##### Text #####
Focusing on the relevant term only:

$$-\dot{p}\, \delta x = -\frac{d(\gamma m v)}{dt}\, \delta x $$

We use the chain rule (or integrate by parts):

$$ = -\frac{d}{dt}\left(\gamma m v\, \delta x\right) + \gamma m v \frac{d(\delta x)}{dt}$$

When we do the full variation the first term vanishes because $\delta x=0$ on the boundary. Under typical assumptions the ordinary and variational derivatives commute:

$$ = \gamma m v\, \delta v$$

We want to end up with a statement like $\delta(\mathrm{stuff})$. If you are smarter than me, you might see that:

\begin{align} \delta\left(\frac{1}{\gamma}\right) &= \frac{1}{2} \left(1-\frac{v^2}{c^2}\right)^{-1/2} \frac{-2v}{c^2}\,\delta v = -\frac{1}{c^2}\,\gamma v \, \delta v \\ \delta\left(-\frac{mc^2}{\gamma}\right)&= \gamma m v\, \delta v \end{align}

or you could know the answer and `astutely guess' like I did.
#####
Set tasks:
(1) Summarize the derivation in two sentences.
(2) Reproduce the derivation from "When we do the" to "like I did.".
##### Stored data #####
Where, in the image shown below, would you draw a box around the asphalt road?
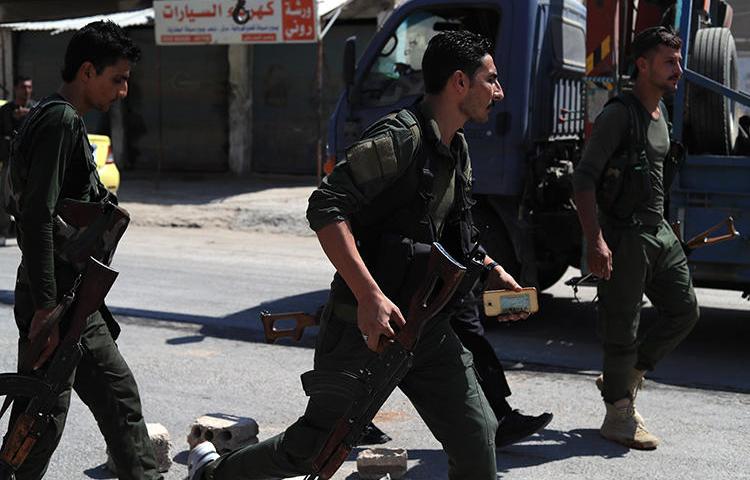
#####
The results:
(1) The derivation takes the term −ṗ δx, with the momentum written as γmv, and applies the chain rule (integration by parts). The boundary term drops out because δx is zero there, and with ordinary and variational derivatives commuting the result is γmv δv, which equals the variation of −mc²/γ, an identity the writer says one can spot or guess from already knowing the answer.

(2)
When we do the full variation the first term vanishes because $\delta x=0$ on the boundary. Under typical assumptions the ordinary and variational derivatives commute:

$$ = \gamma m v\, \delta v$$

We want to end up with a statement like $\delta(\mathrm{stuff})$. If you are smarter than me, you might see that:

\begin{align} \delta\left(\frac{1}{\gamma}\right) &= \frac{1}{2} \left(1-\frac{v^2}{c^2}\right)^{-1/2} \frac{-2v}{c^2}\,\delta v = -\frac{1}{c^2}\,\gamma v \, \delta v \\ \delta\left(-\frac{mc^2}{\gamma}\right)&= \gamma m v\, \delta v \end{align}

or you could know the answer and `astutely guess' like I did.